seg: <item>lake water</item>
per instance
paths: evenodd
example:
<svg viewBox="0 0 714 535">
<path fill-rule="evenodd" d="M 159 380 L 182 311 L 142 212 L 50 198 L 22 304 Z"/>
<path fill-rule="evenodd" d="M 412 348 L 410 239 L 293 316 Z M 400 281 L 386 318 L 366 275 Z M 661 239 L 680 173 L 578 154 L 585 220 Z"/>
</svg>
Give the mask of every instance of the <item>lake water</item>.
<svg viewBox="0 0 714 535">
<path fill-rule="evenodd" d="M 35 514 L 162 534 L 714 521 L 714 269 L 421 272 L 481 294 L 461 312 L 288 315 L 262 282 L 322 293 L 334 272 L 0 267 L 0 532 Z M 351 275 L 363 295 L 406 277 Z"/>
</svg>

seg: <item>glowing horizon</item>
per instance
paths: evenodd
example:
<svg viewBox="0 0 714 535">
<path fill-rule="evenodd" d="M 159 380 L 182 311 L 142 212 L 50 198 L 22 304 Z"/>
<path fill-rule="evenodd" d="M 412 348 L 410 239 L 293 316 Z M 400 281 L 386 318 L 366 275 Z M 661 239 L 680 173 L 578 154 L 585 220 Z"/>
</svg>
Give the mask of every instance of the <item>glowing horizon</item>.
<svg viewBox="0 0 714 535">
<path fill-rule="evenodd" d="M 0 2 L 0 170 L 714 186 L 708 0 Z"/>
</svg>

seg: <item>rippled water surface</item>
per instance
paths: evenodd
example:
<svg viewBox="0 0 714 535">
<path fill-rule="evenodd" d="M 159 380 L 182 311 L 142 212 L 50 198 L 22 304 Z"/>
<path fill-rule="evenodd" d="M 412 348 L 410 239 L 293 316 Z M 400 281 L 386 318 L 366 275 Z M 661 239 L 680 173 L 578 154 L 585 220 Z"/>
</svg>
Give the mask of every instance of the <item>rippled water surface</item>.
________________________
> **What is needed**: Reproduce all of the lines above, requests included, multiplying every number in the answers (the viewBox dimensions and the path coordinates) by 1.05 and rounding to whole numbers, with halves rounded up. Leave all numbers in the requests, including their sample SVG code, unchanged.

> **Solved problem**:
seg: <item>lake water</item>
per instance
paths: evenodd
example:
<svg viewBox="0 0 714 535">
<path fill-rule="evenodd" d="M 159 380 L 182 311 L 142 212 L 50 198 L 22 304 Z"/>
<path fill-rule="evenodd" d="M 412 348 L 410 239 L 293 316 Z M 400 281 L 386 318 L 366 275 Z M 661 239 L 680 173 L 578 154 L 585 220 Z"/>
</svg>
Give the mask of every instance of the <item>lake water</item>.
<svg viewBox="0 0 750 562">
<path fill-rule="evenodd" d="M 37 540 L 170 561 L 750 547 L 750 282 L 442 286 L 505 309 L 484 328 L 302 331 L 275 296 L 338 308 L 351 286 L 0 280 L 0 559 Z M 369 289 L 381 310 L 426 291 Z"/>
</svg>

seg: <item>glowing horizon</item>
per instance
paths: evenodd
example:
<svg viewBox="0 0 714 535">
<path fill-rule="evenodd" d="M 159 380 L 182 311 L 142 212 L 50 198 L 22 304 Z"/>
<path fill-rule="evenodd" d="M 412 348 L 410 239 L 293 316 Z M 400 281 L 386 318 L 366 275 Z M 661 239 L 680 173 L 578 154 L 585 220 Z"/>
</svg>
Give the mask of every instance of the <item>glowing horizon</item>.
<svg viewBox="0 0 750 562">
<path fill-rule="evenodd" d="M 0 2 L 0 179 L 750 195 L 743 0 Z"/>
</svg>

seg: <item>rippled water surface</item>
per instance
paths: evenodd
example:
<svg viewBox="0 0 714 535">
<path fill-rule="evenodd" d="M 159 380 L 182 311 L 142 212 L 50 198 L 22 304 Z"/>
<path fill-rule="evenodd" d="M 412 348 L 410 239 L 293 316 Z M 400 281 L 386 318 L 366 275 Z M 661 239 L 680 173 L 578 154 L 585 220 Z"/>
</svg>
Give the mask of every instance of the <item>rippled water surface</item>.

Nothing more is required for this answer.